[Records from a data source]
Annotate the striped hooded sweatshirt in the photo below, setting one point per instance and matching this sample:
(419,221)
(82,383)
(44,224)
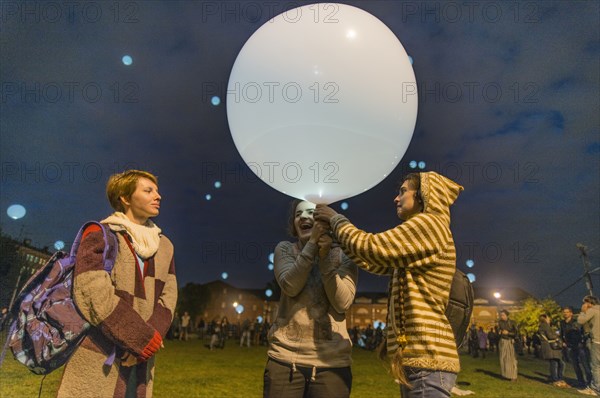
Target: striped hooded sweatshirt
(420,257)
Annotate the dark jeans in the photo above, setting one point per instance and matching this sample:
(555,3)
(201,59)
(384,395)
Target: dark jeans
(580,359)
(281,381)
(425,383)
(557,366)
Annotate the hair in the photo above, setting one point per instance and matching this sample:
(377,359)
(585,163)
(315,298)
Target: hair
(123,185)
(414,182)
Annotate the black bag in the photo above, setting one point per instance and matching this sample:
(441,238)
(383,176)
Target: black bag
(460,306)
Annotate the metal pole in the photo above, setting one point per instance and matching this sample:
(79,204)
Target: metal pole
(586,268)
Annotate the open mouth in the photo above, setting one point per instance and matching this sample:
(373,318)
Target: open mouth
(305,226)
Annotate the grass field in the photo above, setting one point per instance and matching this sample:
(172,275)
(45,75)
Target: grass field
(188,369)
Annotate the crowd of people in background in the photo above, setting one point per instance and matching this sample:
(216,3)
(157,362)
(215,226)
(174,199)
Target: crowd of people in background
(570,340)
(254,333)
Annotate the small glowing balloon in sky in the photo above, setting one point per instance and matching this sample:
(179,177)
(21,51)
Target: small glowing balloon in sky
(127,60)
(376,324)
(16,211)
(282,90)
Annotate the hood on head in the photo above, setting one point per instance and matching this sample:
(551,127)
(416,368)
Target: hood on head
(438,193)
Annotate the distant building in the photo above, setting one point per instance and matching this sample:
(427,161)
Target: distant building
(368,308)
(489,302)
(237,304)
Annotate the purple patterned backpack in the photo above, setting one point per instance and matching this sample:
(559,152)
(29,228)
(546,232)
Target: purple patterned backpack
(47,326)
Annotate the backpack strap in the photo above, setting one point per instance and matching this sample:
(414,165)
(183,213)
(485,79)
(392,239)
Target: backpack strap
(109,256)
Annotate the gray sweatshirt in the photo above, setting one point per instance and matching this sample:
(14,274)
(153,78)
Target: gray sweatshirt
(310,327)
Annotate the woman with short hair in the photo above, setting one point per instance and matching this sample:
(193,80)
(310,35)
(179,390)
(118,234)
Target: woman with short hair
(131,309)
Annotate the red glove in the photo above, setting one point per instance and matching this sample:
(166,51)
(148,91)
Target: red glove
(152,347)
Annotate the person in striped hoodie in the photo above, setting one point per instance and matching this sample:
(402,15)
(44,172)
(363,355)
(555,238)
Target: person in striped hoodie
(420,257)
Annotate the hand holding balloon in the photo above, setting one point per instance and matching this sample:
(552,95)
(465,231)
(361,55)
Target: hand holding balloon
(325,242)
(324,213)
(320,236)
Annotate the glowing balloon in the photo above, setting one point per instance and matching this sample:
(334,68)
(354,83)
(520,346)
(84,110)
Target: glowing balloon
(322,102)
(16,211)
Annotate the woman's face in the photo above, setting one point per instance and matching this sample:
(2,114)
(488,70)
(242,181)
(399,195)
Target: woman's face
(303,220)
(144,202)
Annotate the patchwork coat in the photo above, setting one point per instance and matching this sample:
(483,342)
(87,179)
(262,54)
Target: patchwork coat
(129,311)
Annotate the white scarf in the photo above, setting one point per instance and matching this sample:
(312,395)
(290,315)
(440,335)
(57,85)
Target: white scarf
(145,238)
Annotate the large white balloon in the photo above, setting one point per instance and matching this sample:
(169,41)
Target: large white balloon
(322,102)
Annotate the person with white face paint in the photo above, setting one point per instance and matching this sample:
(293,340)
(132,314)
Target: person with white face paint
(309,347)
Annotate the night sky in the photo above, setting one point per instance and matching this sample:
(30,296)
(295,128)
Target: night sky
(508,107)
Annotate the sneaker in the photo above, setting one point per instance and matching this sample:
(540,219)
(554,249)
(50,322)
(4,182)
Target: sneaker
(561,384)
(587,391)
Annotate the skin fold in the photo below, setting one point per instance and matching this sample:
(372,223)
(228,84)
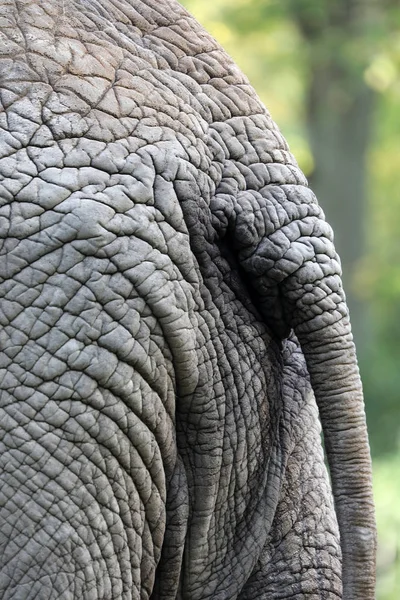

Instructions for the task> Count the lines in the records above that contain the word "sneaker", and give only the number.

Solution for this exercise> 2